DOCUMENT SEGMENT:

★ ★ ★ ★

# DIY Type F



## Littlegupper (Sep 12, 2008)

Hello everybody!
does somebody have the new diy cube, type f? or do you know something about it. i want to buy a new cube and maybe you can tell me something about the cube 
Thanks


----------



## Neroflux (Sep 12, 2008)

http://www.speedsolving.com/forum/showthread.php?t=4833&highlight=type+review

I won't say anything about using the search function.


----------



## Escher (Sep 12, 2008)

nice pseudo-paradox there neroflux


----------



## Jai (Sep 12, 2008)

I wouldn't recommend getting the Type F or D *for now*. Cube4You's current batch seems to be inferior to their previous ones, for some reason. People are saying the plastic is bad.


----------



## Faz (Sep 13, 2008)

actually, my type f is my main cube.


----------



## PCwizCube (Sep 13, 2008)

fazrulz said:


> actually, my type f is my main cube.


You've only used four types of 3x3s. And all of them aren't amazing.

You've Used....
New Storeboughts that have barely been broken in
Type F DIY that is a decent cube
Type A 3rd Model DIY that is a decent cube
Type C DIY that is a decent cube


----------



## Faz (Sep 13, 2008)

My store bought wasn't Rubik's brand, anyway, i've sold it now.

★ ★ ★ ★

Stored items from a collection:
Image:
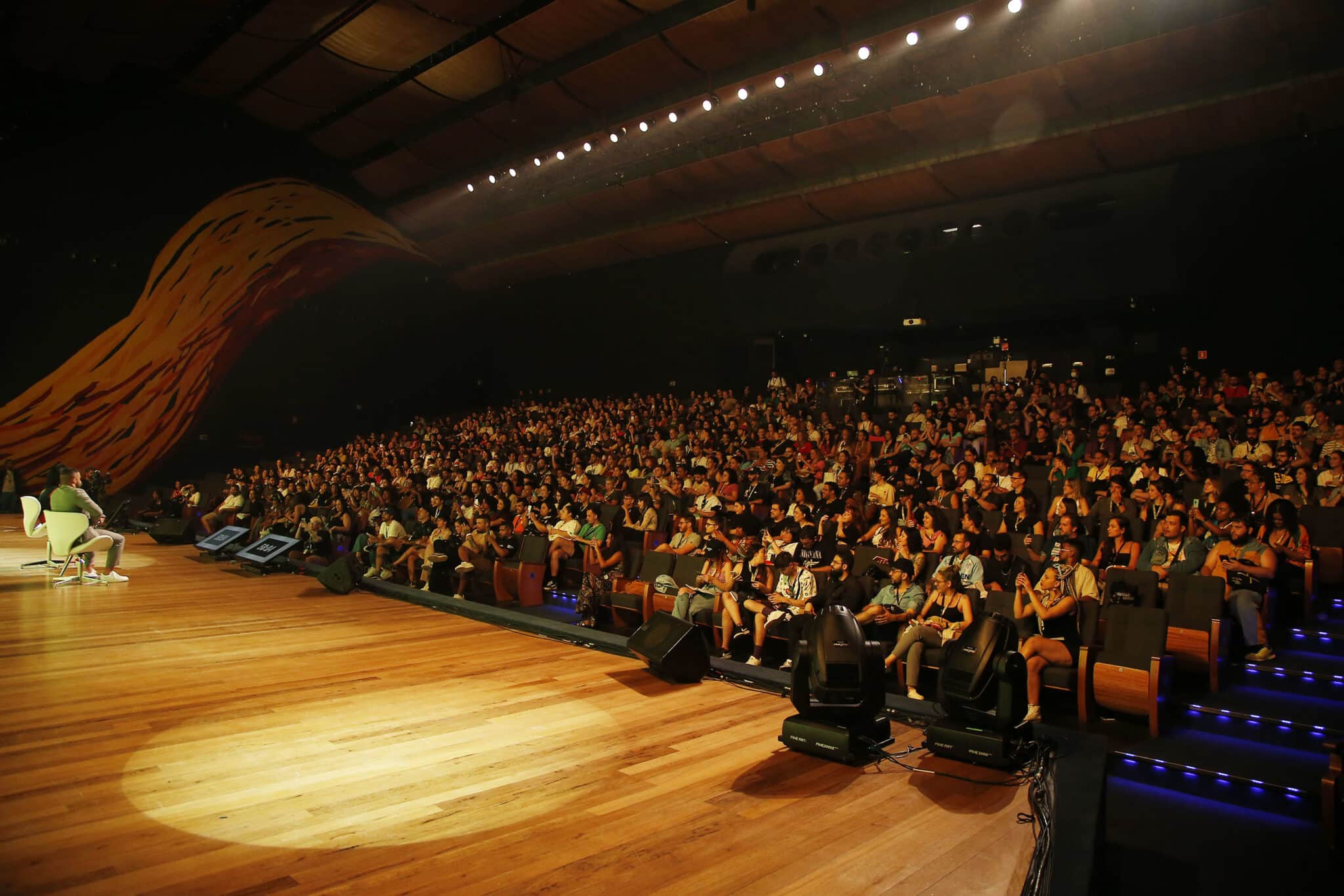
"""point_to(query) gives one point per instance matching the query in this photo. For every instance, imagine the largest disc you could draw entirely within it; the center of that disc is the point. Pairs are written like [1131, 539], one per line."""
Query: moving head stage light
[839, 692]
[983, 688]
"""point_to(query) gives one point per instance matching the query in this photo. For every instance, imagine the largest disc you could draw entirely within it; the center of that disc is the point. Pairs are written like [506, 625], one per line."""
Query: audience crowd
[1198, 474]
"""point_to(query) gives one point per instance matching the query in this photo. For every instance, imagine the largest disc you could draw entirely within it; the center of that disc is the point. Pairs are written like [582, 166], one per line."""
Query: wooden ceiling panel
[404, 106]
[559, 29]
[319, 81]
[277, 112]
[391, 35]
[668, 238]
[394, 174]
[534, 115]
[234, 65]
[882, 197]
[625, 77]
[727, 35]
[593, 253]
[346, 137]
[514, 270]
[473, 12]
[471, 73]
[1020, 169]
[776, 216]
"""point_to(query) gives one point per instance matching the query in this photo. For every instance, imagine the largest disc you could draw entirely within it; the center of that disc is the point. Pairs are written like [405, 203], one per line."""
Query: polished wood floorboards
[195, 731]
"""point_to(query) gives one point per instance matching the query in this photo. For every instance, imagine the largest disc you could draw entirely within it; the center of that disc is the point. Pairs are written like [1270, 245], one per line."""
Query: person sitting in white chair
[72, 499]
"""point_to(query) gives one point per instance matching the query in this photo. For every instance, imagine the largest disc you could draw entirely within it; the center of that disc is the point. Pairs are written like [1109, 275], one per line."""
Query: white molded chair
[65, 539]
[34, 529]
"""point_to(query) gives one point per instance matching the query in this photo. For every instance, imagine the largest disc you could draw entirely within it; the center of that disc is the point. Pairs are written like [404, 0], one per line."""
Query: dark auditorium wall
[97, 179]
[1238, 261]
[106, 190]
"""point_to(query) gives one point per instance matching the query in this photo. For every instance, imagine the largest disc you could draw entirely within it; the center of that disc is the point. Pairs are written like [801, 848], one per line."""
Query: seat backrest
[1141, 582]
[1000, 602]
[952, 519]
[687, 567]
[656, 565]
[32, 511]
[1194, 601]
[1089, 613]
[1324, 525]
[992, 520]
[65, 531]
[1135, 636]
[864, 555]
[533, 548]
[633, 556]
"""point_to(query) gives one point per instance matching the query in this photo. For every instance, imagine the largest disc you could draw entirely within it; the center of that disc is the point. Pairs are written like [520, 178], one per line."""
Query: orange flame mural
[125, 399]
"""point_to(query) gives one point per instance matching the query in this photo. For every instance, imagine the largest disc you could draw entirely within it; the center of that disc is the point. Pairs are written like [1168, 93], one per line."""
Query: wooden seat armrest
[1159, 685]
[1083, 683]
[1309, 587]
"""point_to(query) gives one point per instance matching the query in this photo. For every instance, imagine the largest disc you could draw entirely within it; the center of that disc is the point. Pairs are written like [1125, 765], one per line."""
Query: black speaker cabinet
[673, 648]
[173, 529]
[341, 577]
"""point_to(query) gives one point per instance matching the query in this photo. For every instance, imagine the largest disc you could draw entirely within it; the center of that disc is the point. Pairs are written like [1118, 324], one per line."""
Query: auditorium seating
[522, 579]
[1131, 672]
[1196, 636]
[635, 594]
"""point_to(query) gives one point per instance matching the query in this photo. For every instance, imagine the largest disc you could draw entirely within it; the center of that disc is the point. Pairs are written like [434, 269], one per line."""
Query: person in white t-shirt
[391, 537]
[233, 500]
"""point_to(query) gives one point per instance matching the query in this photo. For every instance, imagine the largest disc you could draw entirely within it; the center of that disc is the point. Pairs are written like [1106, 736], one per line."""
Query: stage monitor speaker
[341, 575]
[673, 648]
[173, 531]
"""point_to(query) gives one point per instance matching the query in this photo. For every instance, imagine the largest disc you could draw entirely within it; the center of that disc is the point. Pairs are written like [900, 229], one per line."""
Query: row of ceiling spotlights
[781, 81]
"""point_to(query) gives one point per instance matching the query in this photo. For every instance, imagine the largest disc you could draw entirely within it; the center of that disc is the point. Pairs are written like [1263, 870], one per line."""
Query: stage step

★ ★ ★ ★

WRITTEN TASKS:
1. Edit the records from the line containing "[801, 848], one" through the line containing "[1194, 601]", replacing "seat backrest" with "chair backrest" and leaving everything else as it is.
2. Proceed with the forum thread about the Type F DIY cube, picking up right after its final post.

WRITTEN ANSWERS:
1.
"""point_to(query) gives one point per instance matching the query in this photo. For every instance, imagine the largest disc you could draw entirely within it; the center of that disc is the point. Pairs are written like [801, 848], one per line."""
Query: chair backrest
[1141, 582]
[1000, 602]
[952, 519]
[687, 567]
[656, 565]
[32, 511]
[1194, 601]

2.
----------



## Littlegupper (Sep 13, 2008)

I am sorry I haven't used the Search Function.
I've found it now 
Tanx for the help!


----------



## holypasta (Apr 25, 2009)

all cubes i've tried, in order from best to worst:

f / old a (tied)
diansheng
storebought
joy


----------



## mcciff2112 (Apr 25, 2009)

holypasta said:


> all cubes i've tried, in order from best to worst:
> 
> f / old a (tied)
> diansheng
> ...



Your joy is your worst cube? What's wrong with it?


----------



## holypasta (Apr 25, 2009)

mcciff2112 said:


> holypasta said:
> 
> 
> > all cubes i've tried, in order from best to worst:
> ...



i've only tried one, owned by a friend of mine, so maybe it's just a fluke. it was REALLY lose and easy to turn, but locked / popped to often for my liking.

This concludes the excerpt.